#### Exercise objective:
Transcribe the passage of the ITEQ IT-180I guide below, starting at "To overcome these" and ending after "ITEQ IT-180I material system.".

Start of Passage to read

Engineering Guide to ITEQ IT-180I: Standard Loss High-Tg Laminate for High Layer Count PCBs

Designing high-layer-count printed circuit boards introduces a formidable set of mechanical, thermal, and electrical challenges. When a PCB stackup exceeds 12, 16, or 24 layers, the sheer physical thickness of the board combined with the immense thermal mass of the internal copper planes creates a hostile environment for standard dielectric materials. During lead-free assembly, the board is subjected to brutal thermal shock. If the laminate is not engineered for this specific environment, the results are catastrophic: via barrel cracking, inner-layer delamination, and pad cratering.

To overcome these severe thermomechanical hurdles, PCB layout engineers and fabrication specialists frequently specify the ITEQ IT-180I material system.

Classified as a high-Tg (Glass Transition Temperature), standard loss, filled epoxy laminate, ITEQ IT-180I is expressly formulated for maximum thermal reliability and structural integrity in thick, complex board architectures. By utilizing an advanced phenolic curing agent rather than traditional dicyandiamide (DICY), this material delivers exceptionally low Z-axis thermal expansion, elite resistance to Conductive Anodic Filament (CAF) growth, and the ability to survive multiple sequential lamination cycles.

This comprehensive engineering guide will dissect the material science, datasheet specifications, stack-up design strategies, and critical fabrication processing parameters required to successfully deploy the ITEQ IT-180I laminate in your next high-reliability project.

End of Passage to read
Start of Dataset entries

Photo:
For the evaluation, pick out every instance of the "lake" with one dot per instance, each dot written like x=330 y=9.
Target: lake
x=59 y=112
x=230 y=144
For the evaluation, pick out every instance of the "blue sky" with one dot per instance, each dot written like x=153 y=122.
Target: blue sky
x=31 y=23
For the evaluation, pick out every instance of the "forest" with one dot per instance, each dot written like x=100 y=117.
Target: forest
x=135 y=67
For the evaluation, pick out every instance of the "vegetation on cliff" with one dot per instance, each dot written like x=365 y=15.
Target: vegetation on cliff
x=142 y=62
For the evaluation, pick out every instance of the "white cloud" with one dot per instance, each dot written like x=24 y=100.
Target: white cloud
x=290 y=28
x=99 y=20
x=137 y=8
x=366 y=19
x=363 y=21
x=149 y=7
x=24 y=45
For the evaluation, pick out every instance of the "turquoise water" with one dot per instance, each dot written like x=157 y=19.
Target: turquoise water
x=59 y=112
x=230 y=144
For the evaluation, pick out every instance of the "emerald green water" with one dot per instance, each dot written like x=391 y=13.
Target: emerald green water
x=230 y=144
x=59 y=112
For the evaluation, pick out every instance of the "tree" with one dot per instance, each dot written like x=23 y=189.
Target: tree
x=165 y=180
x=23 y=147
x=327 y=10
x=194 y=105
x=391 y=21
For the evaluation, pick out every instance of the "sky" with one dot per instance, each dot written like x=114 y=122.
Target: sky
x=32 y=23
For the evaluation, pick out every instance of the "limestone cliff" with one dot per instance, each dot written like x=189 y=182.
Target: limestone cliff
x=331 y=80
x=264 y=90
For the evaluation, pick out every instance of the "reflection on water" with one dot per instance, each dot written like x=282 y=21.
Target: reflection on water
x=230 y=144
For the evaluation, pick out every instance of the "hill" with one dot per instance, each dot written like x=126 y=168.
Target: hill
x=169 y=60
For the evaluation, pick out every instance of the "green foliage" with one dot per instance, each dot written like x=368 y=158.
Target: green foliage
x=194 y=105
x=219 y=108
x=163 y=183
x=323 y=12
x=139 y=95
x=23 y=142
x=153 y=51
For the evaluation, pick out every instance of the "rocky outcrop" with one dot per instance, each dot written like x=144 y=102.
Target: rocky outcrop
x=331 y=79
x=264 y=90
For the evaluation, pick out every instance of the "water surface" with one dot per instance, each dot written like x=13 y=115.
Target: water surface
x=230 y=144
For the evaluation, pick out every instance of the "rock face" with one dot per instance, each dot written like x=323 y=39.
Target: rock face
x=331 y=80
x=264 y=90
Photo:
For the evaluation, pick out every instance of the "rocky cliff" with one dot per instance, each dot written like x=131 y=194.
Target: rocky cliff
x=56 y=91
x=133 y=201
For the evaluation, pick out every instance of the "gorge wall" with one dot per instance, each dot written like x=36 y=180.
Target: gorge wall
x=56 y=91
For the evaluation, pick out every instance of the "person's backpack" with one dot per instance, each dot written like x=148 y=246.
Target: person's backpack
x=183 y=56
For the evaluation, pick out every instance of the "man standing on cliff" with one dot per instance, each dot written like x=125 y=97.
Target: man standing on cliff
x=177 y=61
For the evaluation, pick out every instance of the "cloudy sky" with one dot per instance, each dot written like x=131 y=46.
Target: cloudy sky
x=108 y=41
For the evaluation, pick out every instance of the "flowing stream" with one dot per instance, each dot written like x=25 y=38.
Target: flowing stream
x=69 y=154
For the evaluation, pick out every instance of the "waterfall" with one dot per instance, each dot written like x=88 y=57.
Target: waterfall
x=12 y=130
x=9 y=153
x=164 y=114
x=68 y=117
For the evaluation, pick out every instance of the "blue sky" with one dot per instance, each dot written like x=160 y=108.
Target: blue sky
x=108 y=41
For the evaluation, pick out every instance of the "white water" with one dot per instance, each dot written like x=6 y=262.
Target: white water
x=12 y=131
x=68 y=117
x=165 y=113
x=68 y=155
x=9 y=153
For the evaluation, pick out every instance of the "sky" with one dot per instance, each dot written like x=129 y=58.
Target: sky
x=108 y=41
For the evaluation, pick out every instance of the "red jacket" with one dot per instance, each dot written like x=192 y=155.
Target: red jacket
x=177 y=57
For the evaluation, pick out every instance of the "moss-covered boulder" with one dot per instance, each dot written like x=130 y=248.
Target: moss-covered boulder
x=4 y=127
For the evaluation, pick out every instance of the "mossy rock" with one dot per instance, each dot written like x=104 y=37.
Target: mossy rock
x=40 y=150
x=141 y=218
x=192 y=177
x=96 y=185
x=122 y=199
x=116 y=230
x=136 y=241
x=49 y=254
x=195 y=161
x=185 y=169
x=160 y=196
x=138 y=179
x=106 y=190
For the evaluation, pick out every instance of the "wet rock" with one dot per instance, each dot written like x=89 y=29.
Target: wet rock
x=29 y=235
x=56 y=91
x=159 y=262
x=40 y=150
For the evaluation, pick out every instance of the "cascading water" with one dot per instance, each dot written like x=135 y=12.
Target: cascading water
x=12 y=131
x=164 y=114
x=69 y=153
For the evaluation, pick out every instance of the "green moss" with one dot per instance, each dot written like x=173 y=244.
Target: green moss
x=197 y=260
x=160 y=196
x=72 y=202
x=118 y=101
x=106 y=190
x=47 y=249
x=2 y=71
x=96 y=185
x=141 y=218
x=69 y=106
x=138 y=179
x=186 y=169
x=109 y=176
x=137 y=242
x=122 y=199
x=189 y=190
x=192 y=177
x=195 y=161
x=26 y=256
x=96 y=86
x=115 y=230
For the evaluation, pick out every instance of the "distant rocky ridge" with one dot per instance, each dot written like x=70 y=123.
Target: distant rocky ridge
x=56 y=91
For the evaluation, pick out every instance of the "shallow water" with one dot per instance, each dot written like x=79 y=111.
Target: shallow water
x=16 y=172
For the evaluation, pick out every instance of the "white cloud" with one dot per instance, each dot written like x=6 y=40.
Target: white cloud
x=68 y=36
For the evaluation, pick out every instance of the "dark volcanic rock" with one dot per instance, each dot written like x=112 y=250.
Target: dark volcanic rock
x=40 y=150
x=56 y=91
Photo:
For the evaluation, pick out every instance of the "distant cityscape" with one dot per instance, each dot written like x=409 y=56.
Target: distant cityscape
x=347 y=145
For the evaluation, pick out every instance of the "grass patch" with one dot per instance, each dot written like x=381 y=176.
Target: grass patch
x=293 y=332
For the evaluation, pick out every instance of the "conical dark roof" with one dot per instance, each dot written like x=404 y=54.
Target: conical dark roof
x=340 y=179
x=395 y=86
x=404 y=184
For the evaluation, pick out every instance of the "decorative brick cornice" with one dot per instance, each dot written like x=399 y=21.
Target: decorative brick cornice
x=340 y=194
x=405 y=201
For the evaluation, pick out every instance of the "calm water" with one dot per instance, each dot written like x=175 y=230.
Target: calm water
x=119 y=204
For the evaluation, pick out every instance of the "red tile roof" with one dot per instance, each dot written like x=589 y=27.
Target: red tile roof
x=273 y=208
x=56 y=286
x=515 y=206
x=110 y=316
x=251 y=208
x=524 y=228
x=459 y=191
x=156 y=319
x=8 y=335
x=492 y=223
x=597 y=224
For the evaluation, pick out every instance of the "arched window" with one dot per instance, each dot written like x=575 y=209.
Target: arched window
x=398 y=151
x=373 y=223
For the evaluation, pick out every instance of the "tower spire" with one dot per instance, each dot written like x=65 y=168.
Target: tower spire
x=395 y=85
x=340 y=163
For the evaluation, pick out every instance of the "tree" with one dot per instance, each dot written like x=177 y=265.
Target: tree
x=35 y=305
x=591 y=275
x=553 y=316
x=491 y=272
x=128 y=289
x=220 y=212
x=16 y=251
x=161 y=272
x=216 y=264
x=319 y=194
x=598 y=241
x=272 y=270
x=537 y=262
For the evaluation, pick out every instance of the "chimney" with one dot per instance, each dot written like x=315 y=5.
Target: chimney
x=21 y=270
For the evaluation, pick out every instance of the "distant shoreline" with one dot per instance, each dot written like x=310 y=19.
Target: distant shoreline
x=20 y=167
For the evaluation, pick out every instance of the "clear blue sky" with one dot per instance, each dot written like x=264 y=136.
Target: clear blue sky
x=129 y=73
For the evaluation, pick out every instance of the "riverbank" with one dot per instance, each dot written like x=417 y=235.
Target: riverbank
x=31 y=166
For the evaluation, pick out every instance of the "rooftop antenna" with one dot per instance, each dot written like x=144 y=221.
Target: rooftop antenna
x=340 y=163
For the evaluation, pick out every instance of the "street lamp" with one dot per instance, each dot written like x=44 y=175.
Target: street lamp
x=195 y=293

End of Dataset entries

#### Solution for this task:
To overcome these severe thermomechanical hurdles, PCB layout engineers and fabrication specialists frequently specify the ITEQ IT-180I material system.